Electric with compelling action and trenchant social commentary and perfect for fans of Nikki Erlick’s The Measure, this genre-straddling work of speculative fiction examines ageism from a new and challenging perspective.

In the year 2050, the man known as Zinn is on the run from the consequences of his greatest creation: an artificial genome that wildly increases the human lifespan. His “Methuselah gene” has gone viral, and he’s being hunted by Adele, a semi-retired CIA biowarfare specialist who hopes to find a way to reverse the genome’s effects before it’s too late.

As the longevity plague spreads, populations explode, economies are upended, and intergenerational resentments boil over. Adele searches for a cure while her former lover, Dan Altman, and his wife, Marion, wealthy political operatives both, become leaders of a movement of hundred-plus-year-old “lifers” and fight to create a sanctuary for the ultra-aged in the wilds of Colorado. Meanwhile, the Altmans’ son, Nolan, thinks he has the answer to the longevity crisis: a suicide pill that kills after one year, a death wish algorithm that will influence the super-aged to take it, and his beautiful daughter, Claire, who is a spokesperson for the growing anti-lifer backlash and the head of the federal government’s new Department for Longevity Management.

Combining a hugely topical premise with a vein of social-political satire, Lifers evokes a world where society’s ingrained ageism turns lethal and the fear of death is replaced by the challenge of living on . . . and on.

Lifers Cover
Lifers

If Ann Patchett wrote sci-fi, this is what it might look like. What does it mean to live forever? To you? To your loved ones? To your country? To the world? A great read with a thought-provoking premise, and a sure-fire conversation starter for that dinner party you’re dreading.

-Arlene Dillon, journalist and former President of the White House Correspondents’ Association

You can get Lifers at Amazon.

------------------------------------

Assigned task 1:
In the promotional description of the novel Lifers, what is Adele's profession?
Assigned task 2:
Reproduce the passage of the Lifers book description from "If Ann Patchett" up to and including "party you’re dreading.".
Assigned task 3:
Extend the promotional description of the novel Lifers, starting after its last sentence.

Records supplied:
------------------------------------

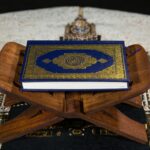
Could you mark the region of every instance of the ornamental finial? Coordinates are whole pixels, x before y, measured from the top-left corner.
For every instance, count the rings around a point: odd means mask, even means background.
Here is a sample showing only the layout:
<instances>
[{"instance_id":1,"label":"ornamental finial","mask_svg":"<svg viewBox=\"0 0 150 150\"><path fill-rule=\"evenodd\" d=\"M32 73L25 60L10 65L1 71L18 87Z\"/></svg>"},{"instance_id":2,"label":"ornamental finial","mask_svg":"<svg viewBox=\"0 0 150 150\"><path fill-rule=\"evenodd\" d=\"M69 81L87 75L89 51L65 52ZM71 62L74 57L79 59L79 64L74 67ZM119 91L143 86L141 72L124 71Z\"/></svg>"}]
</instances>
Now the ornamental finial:
<instances>
[{"instance_id":1,"label":"ornamental finial","mask_svg":"<svg viewBox=\"0 0 150 150\"><path fill-rule=\"evenodd\" d=\"M79 7L79 16L83 17L83 8L82 7Z\"/></svg>"}]
</instances>

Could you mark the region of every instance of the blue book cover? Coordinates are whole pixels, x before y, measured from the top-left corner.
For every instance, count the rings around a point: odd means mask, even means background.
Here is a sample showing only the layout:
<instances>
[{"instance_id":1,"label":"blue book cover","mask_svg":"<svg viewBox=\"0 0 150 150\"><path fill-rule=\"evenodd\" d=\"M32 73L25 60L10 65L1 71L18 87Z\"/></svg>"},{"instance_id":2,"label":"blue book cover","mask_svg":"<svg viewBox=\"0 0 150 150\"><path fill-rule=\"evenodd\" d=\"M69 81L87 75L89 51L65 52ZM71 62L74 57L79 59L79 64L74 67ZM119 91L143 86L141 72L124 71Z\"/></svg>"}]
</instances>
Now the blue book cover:
<instances>
[{"instance_id":1,"label":"blue book cover","mask_svg":"<svg viewBox=\"0 0 150 150\"><path fill-rule=\"evenodd\" d=\"M128 80L123 41L27 42L23 89L127 89Z\"/></svg>"}]
</instances>

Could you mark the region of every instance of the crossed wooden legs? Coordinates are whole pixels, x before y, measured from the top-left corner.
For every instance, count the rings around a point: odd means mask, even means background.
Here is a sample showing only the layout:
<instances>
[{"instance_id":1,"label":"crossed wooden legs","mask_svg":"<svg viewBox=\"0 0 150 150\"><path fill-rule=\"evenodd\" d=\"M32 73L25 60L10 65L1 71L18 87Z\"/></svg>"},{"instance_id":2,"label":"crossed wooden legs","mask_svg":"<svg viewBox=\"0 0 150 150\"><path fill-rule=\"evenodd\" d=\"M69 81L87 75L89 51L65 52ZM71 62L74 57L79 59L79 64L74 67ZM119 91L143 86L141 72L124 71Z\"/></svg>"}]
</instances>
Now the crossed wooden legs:
<instances>
[{"instance_id":1,"label":"crossed wooden legs","mask_svg":"<svg viewBox=\"0 0 150 150\"><path fill-rule=\"evenodd\" d=\"M143 124L128 118L115 107L109 107L96 113L85 114L82 112L82 103L78 100L78 95L73 95L66 94L62 113L53 112L51 109L48 110L35 104L30 106L30 108L15 119L0 126L0 142L4 143L16 139L35 130L58 123L65 118L80 118L131 140L143 144L147 142L147 135ZM71 99L72 96L74 97L73 100ZM135 101L137 103L137 98ZM17 102L18 100L7 97L6 105L12 105Z\"/></svg>"}]
</instances>

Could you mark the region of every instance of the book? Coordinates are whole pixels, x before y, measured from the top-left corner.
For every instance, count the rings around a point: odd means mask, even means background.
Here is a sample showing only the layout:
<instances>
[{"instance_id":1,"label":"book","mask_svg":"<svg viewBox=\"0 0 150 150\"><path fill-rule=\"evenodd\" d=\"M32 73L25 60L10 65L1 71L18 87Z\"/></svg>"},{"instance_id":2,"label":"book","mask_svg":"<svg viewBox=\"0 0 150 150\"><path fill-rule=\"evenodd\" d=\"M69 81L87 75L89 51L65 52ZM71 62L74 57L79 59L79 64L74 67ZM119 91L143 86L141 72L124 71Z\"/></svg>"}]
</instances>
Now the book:
<instances>
[{"instance_id":1,"label":"book","mask_svg":"<svg viewBox=\"0 0 150 150\"><path fill-rule=\"evenodd\" d=\"M23 90L128 89L124 41L28 41Z\"/></svg>"}]
</instances>

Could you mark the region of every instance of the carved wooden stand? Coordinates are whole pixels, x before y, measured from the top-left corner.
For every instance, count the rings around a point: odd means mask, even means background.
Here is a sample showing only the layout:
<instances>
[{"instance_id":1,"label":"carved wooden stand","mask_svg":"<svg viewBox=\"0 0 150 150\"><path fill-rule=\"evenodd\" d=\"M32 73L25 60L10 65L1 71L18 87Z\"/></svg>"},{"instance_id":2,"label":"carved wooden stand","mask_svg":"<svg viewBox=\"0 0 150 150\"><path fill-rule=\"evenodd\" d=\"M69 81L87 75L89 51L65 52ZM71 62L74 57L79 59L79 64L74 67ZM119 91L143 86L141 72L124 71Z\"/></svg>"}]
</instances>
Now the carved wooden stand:
<instances>
[{"instance_id":1,"label":"carved wooden stand","mask_svg":"<svg viewBox=\"0 0 150 150\"><path fill-rule=\"evenodd\" d=\"M150 88L150 64L140 45L129 46L127 50L133 82L130 89L114 92L22 92L16 78L19 77L24 49L20 44L7 43L0 52L0 88L7 94L6 105L20 101L31 104L15 119L0 125L0 142L21 137L65 118L81 118L136 142L148 141L144 124L115 108L122 102L139 107L138 95Z\"/></svg>"}]
</instances>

------------------------------------

Answer section 1:
Adele is a semi-retired CIA biowarfare specialist.

Answer section 2:
If Ann Patchett wrote sci-fi, this is what it might look like. What does it mean to live forever? To you? To your loved ones? To your country? To the world? A great read with a thought-provoking premise, and a sure-fire conversation starter for that dinner party you’re dreading.

Answer section 3:
You have only a brief moment to tell someone about your book. Can you tell us, in two sentences or less, what Lifers is about and and make us want to read it?

When a rogue scientist’s longevity gene goes viral, the boomer generation suddenly stops dying, and a multigenerational family must confront the personal, social, and political consequences of potential immortality.

Lifers blends grounded science with near-future imaginings to examine ageism and the quest for longevity in a startling new light.

Why did you need to write this story?

Like so many of us, I’m attracted to the idea of living a long and healthy life, so I’ve read fairly widely in nonfiction accounts of longevity science and its practical applications.

Two things struck me about most discussions of longevity enhancement: increased longevity tends to be viewed as a luxury product for the rich and the few; and no one discusses the economic and social stresses that a radically longer (even if healthy) lifespan would impose on individuals, on families, and on society at large.

I wrote Lifers to dramatize those unspoken implications, and to examine ageism from a different perspective in which extreme longevity becomes commonplace and there are so many super-aged individuals that they become a problem — and a force — that must be reckoned with.

Why did you choose strong females as the protagonists who move the plot of the story?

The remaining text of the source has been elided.